Bean Counting
… rsync, integrit, aide – all these tools monitor the system's directory tree and issue an alarm as soon as they detect unauthorized changes.
|
… rsync, integrit, aide – all these tools monitor the system's directory tree and issue an alarm as soon as they detect unauthorized changes.
The data pool on storage media doesn't last forever. There is a risk of loss due to natural aging, defects of the data storage but also by mistakes or even intrusions into the system. Therefore, it is part of each responsible system administrator's tasks to audit if the data is intact and whether there have been changes.
In order to prevent write access to a storage medium or directory you can use a write-only medium like a DVD or activate a write protection, for example when using a SD card. Experienced users often mount selected directories as read-only or set their write protection to on (see the "Mount Filesystems as Read-Only box).
Mount Filesystems as Read-Only
The file /etc/fstab lists all partitions the system mounts into the directory tree. In the fourth column of each row, you can define with ro (read-only) or rw (read-write) whether one can only read or also write on to the partition (Listing 1).

Extracted material:
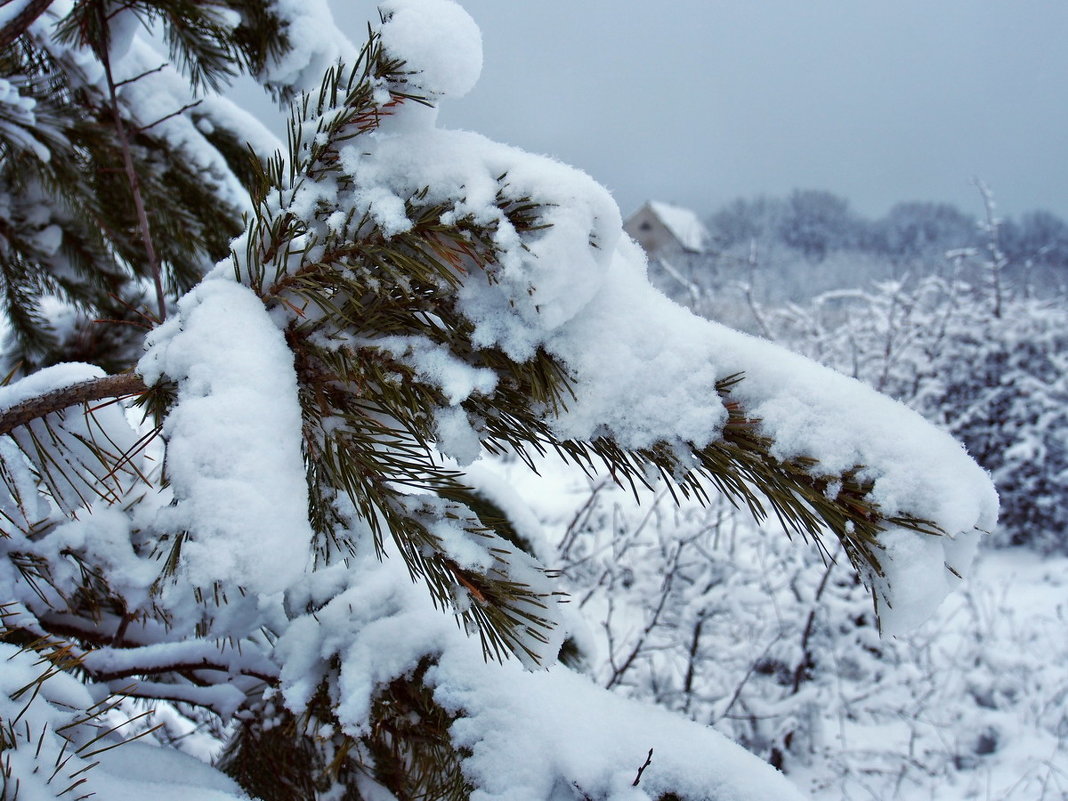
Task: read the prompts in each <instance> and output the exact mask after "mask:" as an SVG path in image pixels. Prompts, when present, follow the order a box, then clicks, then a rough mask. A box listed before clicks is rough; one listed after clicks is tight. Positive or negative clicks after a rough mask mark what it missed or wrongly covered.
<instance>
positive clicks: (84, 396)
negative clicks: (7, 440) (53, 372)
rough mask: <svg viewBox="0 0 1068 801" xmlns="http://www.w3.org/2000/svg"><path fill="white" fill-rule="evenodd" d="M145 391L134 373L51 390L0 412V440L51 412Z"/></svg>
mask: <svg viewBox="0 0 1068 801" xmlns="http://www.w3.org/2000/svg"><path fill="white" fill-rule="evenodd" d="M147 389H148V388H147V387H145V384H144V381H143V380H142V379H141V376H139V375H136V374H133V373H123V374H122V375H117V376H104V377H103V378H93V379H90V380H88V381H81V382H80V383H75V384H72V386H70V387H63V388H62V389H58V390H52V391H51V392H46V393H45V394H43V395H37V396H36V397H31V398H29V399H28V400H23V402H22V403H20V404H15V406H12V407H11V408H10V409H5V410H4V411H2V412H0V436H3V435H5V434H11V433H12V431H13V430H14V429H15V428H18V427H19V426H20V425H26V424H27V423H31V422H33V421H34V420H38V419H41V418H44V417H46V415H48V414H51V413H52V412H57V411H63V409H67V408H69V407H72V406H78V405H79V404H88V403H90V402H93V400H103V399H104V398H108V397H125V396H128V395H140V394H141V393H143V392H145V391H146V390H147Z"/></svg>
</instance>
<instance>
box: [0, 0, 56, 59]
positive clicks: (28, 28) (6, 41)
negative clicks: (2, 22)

Directions for this task:
Revise the stretch of the data-integrity article from "Bean Counting" through "have been changes.", changing "unauthorized changes" to "unapproved changes". The entries have no connection to the data-integrity article.

Answer section:
Bean Counting
… rsync, integrit, aide – all these tools monitor the system's directory tree and issue an alarm as soon as they detect unapproved changes.
|
… rsync, integrit, aide – all these tools monitor the system's directory tree and issue an alarm as soon as they detect unapproved changes.
The data pool on storage media doesn't last forever. There is a risk of loss due to natural aging, defects of the data storage but also by mistakes or even intrusions into the system. Therefore, it is part of each responsible system administrator's tasks to audit if the data is intact and whether there have been changes.